Text for analysis:
[Start of Attachment]
Print version ISSN 0102-8650On-line version ISSN 1678-2674

Acta Cir. Bras. vol.35 no.3 São Paulo  2020  Epub May 20, 2020 


Experimental Surgery

Cardioprotective effects of pharmacological blockade of the mitochondrial calcium uniporter on myocardial ischemia-reperfusion injury1

Francisco Sandro Menezes-RodriguesI  #

José Gustavo Padrão TavaresI  #

Enio Rodrigues VasquesII

Paolo Ruggero ErranteIII

Erisvaldo Amarante de AraújoIV

Marcelo Pires-OliveiraV

Carla Alessandra ScorzaVI

Fúlvio Alexandre ScorzaVI

Murched Omar TahaVII

Afonso Caricati-NetoVIII

IFellow PhD degree, Postgraduate Program in Pharmacology, Universidade Federal de São Paulo (UNIFESP), Brazil. Conception and design of the study, analysis and interpretation of data, manuscript writing.

IIFellow PhD degree, Laboratory of Liver Surgery and Transplant (LIM/37), School of Medicine, Universidade de São Paulo (USP), Brazil. Analysis and interpretation of data.

IIIFellow PhD degree, Postgraduate Program in Pharmacology, UNIFESP, Sao Paulo-SP, Brazil. Analysis and interpretation of data, manuscript writing.

IVFellow MSc degree, Postgraduate Program in Pharmacology, UNIFESP, Sao Paulo-SP, Brazil. Analysis and interpretation of data.

VPhD, Assistant Professor, School of Medicine, União Metropolitana de Educação e Cultura (UNIME), Lauro de Freitas-BA, Brazil. Manuscript preparation and writing.

VIPhD, Associate Professor, Department of Neurology and Neurosurgery, UNIFESP, Sao Paulo-SP, Brazil. Critical revision.

VIIPhD, Associate Professor, Department of Surgery, UNIFESP, Sao Paulo-SP, Brazil. Technical procedures, interpretation of data.

VIIIPhD, Associate Professor, Department of Pharmacology, UNIFESP, Sao Paulo-SP, Brazil. Conception and design of the study, critical revision, final approval.



To evaluate whether the attenuation of mitochondrial Ca2+ overload produced by pharmacological blockade of mitochondrial Ca2+ uniporter (MCU) protects the myocardium against injuries caused by cardiac ischemia and reperfusion (CIR).
[End of Attachment]
Records:
[Start of Attachment]
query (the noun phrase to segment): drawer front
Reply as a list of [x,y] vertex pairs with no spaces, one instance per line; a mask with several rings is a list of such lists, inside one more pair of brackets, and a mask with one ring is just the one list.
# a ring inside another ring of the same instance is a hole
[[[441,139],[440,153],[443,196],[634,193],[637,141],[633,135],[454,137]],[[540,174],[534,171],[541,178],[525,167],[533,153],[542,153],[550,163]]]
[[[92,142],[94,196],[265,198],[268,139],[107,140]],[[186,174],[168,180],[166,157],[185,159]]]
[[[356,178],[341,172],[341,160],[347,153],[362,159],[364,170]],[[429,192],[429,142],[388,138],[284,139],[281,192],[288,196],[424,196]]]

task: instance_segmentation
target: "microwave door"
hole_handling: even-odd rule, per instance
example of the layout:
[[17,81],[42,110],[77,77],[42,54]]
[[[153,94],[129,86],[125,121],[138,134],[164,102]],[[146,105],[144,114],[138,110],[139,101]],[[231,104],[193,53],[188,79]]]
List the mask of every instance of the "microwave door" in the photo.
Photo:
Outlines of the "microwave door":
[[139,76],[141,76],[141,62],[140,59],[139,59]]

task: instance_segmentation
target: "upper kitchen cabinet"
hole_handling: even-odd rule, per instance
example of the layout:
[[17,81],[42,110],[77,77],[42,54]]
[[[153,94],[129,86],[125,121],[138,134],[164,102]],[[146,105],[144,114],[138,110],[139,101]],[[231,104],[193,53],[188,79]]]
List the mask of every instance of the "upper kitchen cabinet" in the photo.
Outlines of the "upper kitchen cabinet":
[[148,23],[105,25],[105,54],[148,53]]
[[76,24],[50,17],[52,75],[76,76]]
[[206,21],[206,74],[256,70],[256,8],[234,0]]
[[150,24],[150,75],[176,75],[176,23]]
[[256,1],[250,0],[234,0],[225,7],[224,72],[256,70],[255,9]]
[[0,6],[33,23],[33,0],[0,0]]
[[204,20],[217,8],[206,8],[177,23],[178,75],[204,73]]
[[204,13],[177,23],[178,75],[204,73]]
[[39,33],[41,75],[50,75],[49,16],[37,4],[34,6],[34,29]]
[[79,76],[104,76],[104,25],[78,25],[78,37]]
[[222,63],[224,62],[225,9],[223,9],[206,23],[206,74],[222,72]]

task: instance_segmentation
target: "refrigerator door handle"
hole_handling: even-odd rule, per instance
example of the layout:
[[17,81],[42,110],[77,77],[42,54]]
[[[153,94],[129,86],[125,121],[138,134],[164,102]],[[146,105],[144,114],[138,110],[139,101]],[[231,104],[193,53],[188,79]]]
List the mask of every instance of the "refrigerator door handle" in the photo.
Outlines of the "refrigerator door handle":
[End of Attachment]
Task requirements:
In the cardioprotection article, switch "Pharmacology" to "Physiology" and write out the stretch from "Murched Omar TahaVII" through "study, analysis and interpretation of data, manuscript writing." with that change.

Answer to this task:
Murched Omar TahaVII

Afonso Caricati-NetoVIII

IFellow PhD degree, Postgraduate Program in Physiology, Universidade Federal de São Paulo (UNIFESP), Brazil. Conception and design of the study, analysis and interpretation of data, manuscript writing.